— begin —

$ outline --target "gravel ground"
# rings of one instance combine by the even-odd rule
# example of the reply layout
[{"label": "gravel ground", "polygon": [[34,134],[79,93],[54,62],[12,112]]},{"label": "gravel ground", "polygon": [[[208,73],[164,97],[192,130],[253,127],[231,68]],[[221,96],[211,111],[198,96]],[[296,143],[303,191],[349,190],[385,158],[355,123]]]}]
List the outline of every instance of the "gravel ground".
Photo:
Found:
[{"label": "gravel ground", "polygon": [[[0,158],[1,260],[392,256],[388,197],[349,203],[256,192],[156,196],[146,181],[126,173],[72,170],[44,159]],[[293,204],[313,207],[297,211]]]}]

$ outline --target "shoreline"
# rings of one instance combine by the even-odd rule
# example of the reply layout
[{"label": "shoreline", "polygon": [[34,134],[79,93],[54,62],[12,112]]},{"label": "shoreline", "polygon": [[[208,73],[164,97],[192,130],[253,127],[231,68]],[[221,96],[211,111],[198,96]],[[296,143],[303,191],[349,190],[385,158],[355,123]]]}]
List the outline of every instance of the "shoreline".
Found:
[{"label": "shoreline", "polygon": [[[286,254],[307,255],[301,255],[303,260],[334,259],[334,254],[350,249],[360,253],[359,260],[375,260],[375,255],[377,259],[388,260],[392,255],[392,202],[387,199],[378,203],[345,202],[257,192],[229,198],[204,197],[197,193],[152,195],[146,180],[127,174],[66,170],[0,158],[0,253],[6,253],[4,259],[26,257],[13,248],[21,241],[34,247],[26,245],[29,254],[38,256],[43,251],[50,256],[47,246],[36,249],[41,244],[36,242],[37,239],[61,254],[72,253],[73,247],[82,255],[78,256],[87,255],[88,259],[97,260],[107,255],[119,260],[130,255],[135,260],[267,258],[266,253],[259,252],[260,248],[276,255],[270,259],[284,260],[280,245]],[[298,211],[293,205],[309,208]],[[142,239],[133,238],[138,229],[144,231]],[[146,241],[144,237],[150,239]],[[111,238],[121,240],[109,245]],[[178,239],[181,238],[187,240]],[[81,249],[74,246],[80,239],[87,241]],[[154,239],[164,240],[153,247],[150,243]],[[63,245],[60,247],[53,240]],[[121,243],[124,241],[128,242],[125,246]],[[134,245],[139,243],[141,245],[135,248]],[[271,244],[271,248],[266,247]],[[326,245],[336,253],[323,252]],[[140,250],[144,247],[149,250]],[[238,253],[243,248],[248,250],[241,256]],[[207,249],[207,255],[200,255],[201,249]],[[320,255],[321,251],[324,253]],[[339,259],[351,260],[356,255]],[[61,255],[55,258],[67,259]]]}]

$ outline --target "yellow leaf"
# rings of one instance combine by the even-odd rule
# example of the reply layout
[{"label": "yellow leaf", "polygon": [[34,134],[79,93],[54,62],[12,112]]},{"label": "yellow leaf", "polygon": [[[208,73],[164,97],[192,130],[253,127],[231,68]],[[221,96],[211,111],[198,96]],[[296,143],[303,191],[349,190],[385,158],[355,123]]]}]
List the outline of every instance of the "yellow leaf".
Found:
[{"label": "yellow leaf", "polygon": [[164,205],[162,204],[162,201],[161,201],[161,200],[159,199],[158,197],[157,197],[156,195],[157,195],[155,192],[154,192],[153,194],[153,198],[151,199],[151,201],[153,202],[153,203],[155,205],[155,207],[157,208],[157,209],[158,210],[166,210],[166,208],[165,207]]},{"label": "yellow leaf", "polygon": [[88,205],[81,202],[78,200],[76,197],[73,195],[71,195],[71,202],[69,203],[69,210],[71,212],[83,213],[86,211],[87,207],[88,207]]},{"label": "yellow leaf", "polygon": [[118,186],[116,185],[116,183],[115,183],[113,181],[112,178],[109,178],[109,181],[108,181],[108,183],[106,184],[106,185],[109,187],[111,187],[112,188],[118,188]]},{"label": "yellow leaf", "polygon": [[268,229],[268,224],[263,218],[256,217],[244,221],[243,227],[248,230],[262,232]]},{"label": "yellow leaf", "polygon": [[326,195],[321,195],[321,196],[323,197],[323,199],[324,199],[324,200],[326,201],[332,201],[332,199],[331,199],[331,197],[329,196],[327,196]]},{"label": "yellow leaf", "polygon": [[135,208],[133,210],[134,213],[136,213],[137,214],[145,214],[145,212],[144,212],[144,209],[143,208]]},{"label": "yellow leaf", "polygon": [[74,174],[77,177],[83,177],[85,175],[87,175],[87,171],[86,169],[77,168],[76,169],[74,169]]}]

— end —

▶ _GIVEN REQUEST_
Extract the entries above verbatim.

▶ _SOLUTION TO THIS EXERCISE_
$ outline --target "gravel ground"
# rings of one instance combine by the even-odd rule
# example of the reply layout
[{"label": "gravel ground", "polygon": [[34,134],[79,93],[54,62],[12,112]]},{"label": "gravel ground", "polygon": [[[208,73],[164,97],[192,130],[253,127],[231,68]],[[221,96],[211,111],[198,96]],[[296,143],[303,191],[349,190],[385,158],[355,123]]]}]
List the outline of every instance of the "gravel ground".
Photo:
Found:
[{"label": "gravel ground", "polygon": [[[0,158],[1,260],[392,256],[388,197],[349,203],[256,192],[156,196],[146,181],[126,173],[72,170],[44,159]],[[293,204],[313,207],[297,211]]]}]

$ outline --target "shoreline"
# rings of one instance combine by the even-odd rule
# example of the reply layout
[{"label": "shoreline", "polygon": [[34,134],[79,93],[54,62],[12,112]]},{"label": "shoreline", "polygon": [[[208,73],[164,97],[192,130],[253,127],[231,68]],[[221,96],[211,111],[198,96]],[[296,143],[303,191],[349,190],[385,158],[355,123]]]}]
List the outline of every instance of the "shoreline".
Found:
[{"label": "shoreline", "polygon": [[[286,254],[307,255],[301,255],[303,260],[334,259],[334,254],[350,249],[360,253],[359,260],[375,260],[375,255],[377,259],[388,260],[392,255],[392,202],[387,199],[378,203],[345,202],[257,192],[229,198],[204,197],[197,193],[152,195],[146,180],[127,174],[66,170],[0,158],[0,253],[6,253],[4,259],[26,257],[13,248],[21,241],[34,247],[26,245],[29,254],[38,256],[43,251],[50,256],[47,246],[36,249],[41,244],[36,242],[37,239],[61,254],[72,253],[73,247],[82,255],[78,256],[87,255],[88,259],[97,260],[107,255],[119,260],[130,255],[135,260],[267,258],[266,253],[259,252],[260,248],[276,255],[270,259],[284,260],[280,245]],[[298,211],[293,205],[309,208]],[[142,239],[133,238],[138,229],[144,231]],[[146,241],[144,237],[150,239]],[[111,238],[121,240],[109,245]],[[178,239],[181,238],[187,240]],[[81,249],[74,246],[80,239],[87,241]],[[154,239],[164,240],[153,247],[150,243]],[[63,245],[60,247],[53,240]],[[121,243],[124,241],[128,242],[125,246]],[[134,245],[139,243],[141,245],[135,248]],[[271,244],[271,248],[266,247]],[[326,245],[336,253],[323,252]],[[140,250],[144,247],[149,250]],[[238,253],[243,248],[248,250],[241,256]],[[207,249],[207,255],[200,255],[201,249]],[[320,255],[321,251],[324,253]],[[339,259],[351,260],[356,255]],[[61,255],[55,258],[67,259]]]}]

$ outline --target "yellow leaf"
# rings of one instance combine by the even-odd rule
# example of the reply layout
[{"label": "yellow leaf", "polygon": [[34,134],[79,93],[54,62],[12,112]]},{"label": "yellow leaf", "polygon": [[[208,73],[164,97],[192,130],[253,127],[231,68]],[[221,96],[211,111],[198,96]],[[296,143],[303,191],[349,190],[385,158],[355,123]]]}]
List the outline of every instance of the "yellow leaf".
Found:
[{"label": "yellow leaf", "polygon": [[164,205],[162,204],[162,201],[161,201],[161,200],[159,199],[158,197],[157,197],[156,195],[157,195],[155,192],[154,192],[153,194],[153,198],[151,199],[151,201],[153,202],[153,203],[155,205],[155,207],[157,208],[157,209],[158,210],[166,210],[166,208],[165,207]]},{"label": "yellow leaf", "polygon": [[88,205],[81,202],[78,200],[76,197],[73,195],[71,195],[71,202],[69,203],[69,210],[71,212],[83,213],[86,211],[87,207],[88,207]]},{"label": "yellow leaf", "polygon": [[118,186],[116,185],[116,183],[115,183],[113,181],[112,178],[109,178],[109,181],[108,181],[108,183],[106,184],[106,185],[109,187],[111,187],[112,188],[118,188]]},{"label": "yellow leaf", "polygon": [[268,229],[268,224],[263,218],[256,217],[244,221],[243,227],[248,230],[262,232]]},{"label": "yellow leaf", "polygon": [[326,195],[321,195],[321,196],[323,197],[323,199],[324,199],[324,200],[326,201],[332,201],[332,199],[331,199],[331,197],[329,196],[327,196]]},{"label": "yellow leaf", "polygon": [[135,208],[133,210],[134,213],[136,213],[137,214],[145,214],[145,212],[144,212],[144,209],[143,208]]},{"label": "yellow leaf", "polygon": [[74,174],[77,177],[83,177],[85,175],[87,175],[87,171],[86,169],[77,168],[76,169],[74,169]]}]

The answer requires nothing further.